> WHAT TO PRODUCE: Output all of the data below exactly as given.

> ITEMS:

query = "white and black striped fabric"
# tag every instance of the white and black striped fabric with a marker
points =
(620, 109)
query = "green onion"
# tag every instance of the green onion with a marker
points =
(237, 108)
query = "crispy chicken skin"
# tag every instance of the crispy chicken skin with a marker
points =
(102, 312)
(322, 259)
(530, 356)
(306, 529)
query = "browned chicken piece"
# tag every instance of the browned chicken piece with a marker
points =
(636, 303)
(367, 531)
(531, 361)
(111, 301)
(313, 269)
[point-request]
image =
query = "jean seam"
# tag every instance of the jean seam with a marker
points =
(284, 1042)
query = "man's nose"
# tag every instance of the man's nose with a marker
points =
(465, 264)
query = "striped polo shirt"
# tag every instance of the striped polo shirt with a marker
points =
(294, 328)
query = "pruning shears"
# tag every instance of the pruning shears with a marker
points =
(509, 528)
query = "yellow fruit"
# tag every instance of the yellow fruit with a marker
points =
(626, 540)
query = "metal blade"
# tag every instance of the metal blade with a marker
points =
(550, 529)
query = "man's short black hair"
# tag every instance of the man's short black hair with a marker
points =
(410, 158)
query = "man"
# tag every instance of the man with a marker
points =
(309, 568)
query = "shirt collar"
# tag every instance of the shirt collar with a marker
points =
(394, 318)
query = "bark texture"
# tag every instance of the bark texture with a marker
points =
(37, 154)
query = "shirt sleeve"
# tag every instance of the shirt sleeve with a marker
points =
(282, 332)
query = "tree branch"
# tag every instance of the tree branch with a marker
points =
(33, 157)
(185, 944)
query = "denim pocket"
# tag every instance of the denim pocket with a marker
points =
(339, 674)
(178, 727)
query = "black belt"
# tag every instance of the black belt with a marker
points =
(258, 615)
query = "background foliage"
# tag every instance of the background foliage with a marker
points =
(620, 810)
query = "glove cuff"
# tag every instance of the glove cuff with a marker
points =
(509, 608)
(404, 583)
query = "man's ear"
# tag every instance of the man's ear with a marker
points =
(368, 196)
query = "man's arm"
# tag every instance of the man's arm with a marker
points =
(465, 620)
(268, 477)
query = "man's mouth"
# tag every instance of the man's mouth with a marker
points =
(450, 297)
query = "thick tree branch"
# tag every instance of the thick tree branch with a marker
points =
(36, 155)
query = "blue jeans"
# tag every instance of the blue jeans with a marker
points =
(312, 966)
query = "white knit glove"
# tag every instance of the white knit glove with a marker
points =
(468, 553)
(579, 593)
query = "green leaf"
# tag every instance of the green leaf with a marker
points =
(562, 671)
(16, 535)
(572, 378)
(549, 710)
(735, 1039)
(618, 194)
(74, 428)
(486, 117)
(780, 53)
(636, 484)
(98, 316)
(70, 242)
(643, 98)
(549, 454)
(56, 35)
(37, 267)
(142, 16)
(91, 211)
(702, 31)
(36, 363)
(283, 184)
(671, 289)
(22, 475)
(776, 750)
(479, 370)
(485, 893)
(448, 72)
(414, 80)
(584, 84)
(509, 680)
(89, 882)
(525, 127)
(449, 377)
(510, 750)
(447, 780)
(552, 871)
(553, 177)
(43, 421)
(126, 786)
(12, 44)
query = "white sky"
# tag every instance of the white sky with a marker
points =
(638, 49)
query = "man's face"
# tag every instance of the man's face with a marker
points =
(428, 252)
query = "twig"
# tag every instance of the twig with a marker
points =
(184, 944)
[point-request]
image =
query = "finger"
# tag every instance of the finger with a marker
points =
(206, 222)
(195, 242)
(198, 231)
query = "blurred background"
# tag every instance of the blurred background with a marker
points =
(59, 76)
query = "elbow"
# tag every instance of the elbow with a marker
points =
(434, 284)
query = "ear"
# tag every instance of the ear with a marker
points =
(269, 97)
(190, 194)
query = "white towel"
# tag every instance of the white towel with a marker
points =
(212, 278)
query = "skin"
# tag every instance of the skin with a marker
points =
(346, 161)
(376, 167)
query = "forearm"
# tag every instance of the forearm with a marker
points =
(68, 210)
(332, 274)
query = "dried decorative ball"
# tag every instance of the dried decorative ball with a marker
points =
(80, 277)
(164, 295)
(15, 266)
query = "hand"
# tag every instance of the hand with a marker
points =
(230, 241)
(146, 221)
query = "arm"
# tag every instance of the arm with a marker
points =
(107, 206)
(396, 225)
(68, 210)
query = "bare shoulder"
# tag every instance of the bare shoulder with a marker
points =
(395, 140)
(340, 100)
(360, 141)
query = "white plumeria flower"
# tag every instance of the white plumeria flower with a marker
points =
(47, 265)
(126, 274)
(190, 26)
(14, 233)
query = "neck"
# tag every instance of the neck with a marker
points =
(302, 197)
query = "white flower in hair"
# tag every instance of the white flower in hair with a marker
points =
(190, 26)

> RESULT OF THE TASK:
query = "white and black striped fabric"
# tag every instance of the white and black striped fabric with a marker
points =
(620, 109)
query = "green onion"
# tag every instance of the green onion with a marker
points =
(237, 108)
query = "crispy chicken skin"
# tag every instance of the crispy chicken skin with a marker
points =
(102, 312)
(322, 259)
(530, 356)
(306, 529)
query = "browned chicken piece"
# tag every instance of the browned chicken piece with a marker
points =
(636, 303)
(367, 531)
(531, 361)
(111, 301)
(313, 269)
[point-request]
image =
query = "jean seam"
# tag every instance of the jean seam with a marker
points =
(284, 1042)
query = "man's nose"
# tag every instance of the man's nose with a marker
points =
(465, 264)
query = "striped polo shirt"
# tag every instance of the striped polo shirt with a marker
points =
(294, 328)
query = "pruning shears"
# tag every instance of the pruning shears with a marker
points =
(509, 528)
query = "yellow fruit"
# tag every instance of the yellow fruit with a marker
points =
(626, 540)
query = "metal blade"
# tag every instance of the metal blade with a marker
points =
(550, 529)
query = "man's short black hair"
# tag every instance of the man's short black hair with a marker
points =
(410, 158)
query = "man"
# tag every instance of the man with a marker
points =
(309, 568)
query = "shirt collar"
# tag every instance of the shirt collar with a marker
points =
(394, 318)
query = "bark texture"
# tag every instance of the bark texture with a marker
points =
(37, 154)
query = "shirt sleeve"
# tag every instance of the shirt sleeve with a marker
points =
(282, 332)
query = "tree branch"
# tag every instance of the tree branch with a marker
points =
(33, 157)
(185, 944)
query = "denim pocket"
# tag every instance of the denim pocket with a marker
points =
(339, 674)
(178, 727)
query = "black belt"
# tag every instance of the black belt with a marker
points =
(258, 615)
query = "background foliage"
# tag every instance of the background foliage with a marker
points =
(620, 810)
query = "glove cuff"
# tag every instance of the glove cuff with a marker
points =
(509, 608)
(404, 583)
query = "man's ear"
# tag every instance of the man's ear with a marker
points =
(368, 196)
query = "man's arm"
# tag every instance of the man's arm with a marker
points =
(465, 620)
(268, 477)
query = "man's mouth"
# tag every instance of the man's mouth with a marker
points =
(450, 297)
query = "thick tree branch"
# tag every instance of the thick tree branch with a marker
points =
(36, 155)
query = "blue jeans"
# tag every instance of the blue jeans with a marker
points =
(312, 966)
query = "white knit glove"
# tag every instance of the white knit glove with a marker
points =
(468, 553)
(579, 593)
query = "green leaf"
# tag every instance of the green leaf with a marker
points =
(562, 671)
(16, 535)
(572, 378)
(549, 710)
(735, 1039)
(618, 194)
(74, 428)
(486, 117)
(780, 53)
(636, 484)
(98, 316)
(70, 242)
(643, 98)
(549, 454)
(56, 35)
(37, 267)
(142, 16)
(91, 211)
(702, 31)
(36, 363)
(283, 184)
(671, 289)
(22, 475)
(776, 750)
(479, 370)
(485, 893)
(448, 72)
(414, 80)
(584, 84)
(509, 680)
(89, 882)
(525, 127)
(449, 377)
(510, 750)
(447, 780)
(552, 871)
(553, 177)
(43, 421)
(126, 786)
(12, 44)
query = "white sky"
# tag every instance of the white sky with a marker
points =
(638, 49)
query = "man's face"
# tag every instance of the man's face with a marker
points =
(428, 252)
query = "twig"
# tag every instance of the twig with a marker
points =
(184, 944)
[point-request]
image =
query = "finger"
# tag every instance of the finger with a marker
points =
(206, 222)
(195, 242)
(198, 231)
query = "blurred background"
# tag every instance of the blurred background with a marker
points =
(59, 76)
query = "elbow"
# tag every instance of the elbow with a marker
points =
(434, 284)
query = "ear"
# tag every instance of the ear with a marker
points =
(269, 97)
(190, 194)
query = "white towel"
# tag every instance of the white towel with a marker
points =
(212, 278)
query = "skin"
# tag every instance of the skin with a marker
points =
(346, 161)
(376, 167)
query = "forearm"
# tag every instance of the forearm with a marker
points =
(68, 210)
(332, 274)
query = "dried decorative ball"
# tag every instance of the dried decorative ball with a marker
points =
(80, 277)
(164, 295)
(15, 266)
query = "hand"
# tag every instance of the hand with a marker
points =
(230, 241)
(146, 221)
query = "arm"
# tag every instance of the arm with a marker
points =
(107, 206)
(396, 225)
(68, 210)
query = "bare shoulder"
# tag every instance of the bare shoulder with a marker
points =
(395, 140)
(340, 100)
(360, 141)
query = "white plumeria flower"
# tag every instance of the white plumeria flower with a marker
points =
(47, 265)
(126, 274)
(190, 26)
(14, 233)
query = "neck"
# tag every instance of the neck with a marker
points =
(302, 197)
query = "white flower in hair"
# tag every instance of the white flower in hair with a marker
points =
(190, 26)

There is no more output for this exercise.